According to the inscription about early Methodist missions in the "Soo" area, whom did the Michigan Conference send to the mission as superintendent in 1839?

### [Text]
────────────────────────────────────────

Inscription
Several Methodist ministers were active in missionary work in the “Soo” area in the 1830s. John Sunday, an Indian preacher from Canada, began mission work in the Indian settlement at the Sault Ste. Marie Rapids around 1831. The Reverend John Clark followed in his steps two years later. Then a church and log schoolhouse were erected. In 1833 Peter Marksman, son of an Indian medicine man, was converted to Christianity and later became an esteemed minister of the Detroit Annual Conference. By 1834 the school had thirty-five students, and three “Methodist classes” were organized with forty Indians and nineteen whites. The Michigan Conference sent William H. Brockway to the mission as superintendent in 1839. Here he remained for ten years, serving most of that time as chaplain for Old Fort Brady.

────────────────────────────────────────

### [Dataset extract]
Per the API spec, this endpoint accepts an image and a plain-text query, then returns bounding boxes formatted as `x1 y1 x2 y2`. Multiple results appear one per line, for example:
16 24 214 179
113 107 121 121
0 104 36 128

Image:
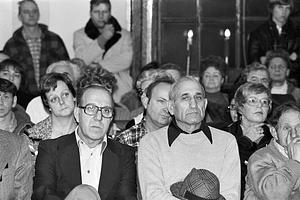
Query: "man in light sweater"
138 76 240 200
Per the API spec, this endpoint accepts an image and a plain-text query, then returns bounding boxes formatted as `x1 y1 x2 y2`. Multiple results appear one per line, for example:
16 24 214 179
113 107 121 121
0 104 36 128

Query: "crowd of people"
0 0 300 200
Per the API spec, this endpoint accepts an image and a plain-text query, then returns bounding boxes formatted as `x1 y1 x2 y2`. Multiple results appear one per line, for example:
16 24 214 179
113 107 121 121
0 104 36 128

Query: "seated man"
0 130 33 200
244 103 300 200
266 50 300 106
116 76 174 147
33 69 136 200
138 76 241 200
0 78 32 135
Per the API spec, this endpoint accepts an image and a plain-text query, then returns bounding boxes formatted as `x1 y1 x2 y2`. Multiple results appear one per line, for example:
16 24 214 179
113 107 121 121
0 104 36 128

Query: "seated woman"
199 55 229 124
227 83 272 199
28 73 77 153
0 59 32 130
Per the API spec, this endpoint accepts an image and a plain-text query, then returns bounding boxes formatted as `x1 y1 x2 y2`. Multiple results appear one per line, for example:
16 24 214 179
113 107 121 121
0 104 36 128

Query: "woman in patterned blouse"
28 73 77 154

────────────────────────────────────────

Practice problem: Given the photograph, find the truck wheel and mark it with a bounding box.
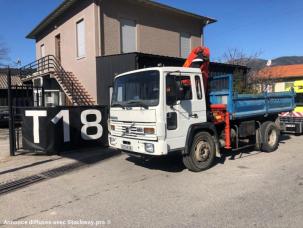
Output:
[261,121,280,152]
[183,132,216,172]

────────────────────────────────────────

### [Solution to this exercise]
William H. Brockway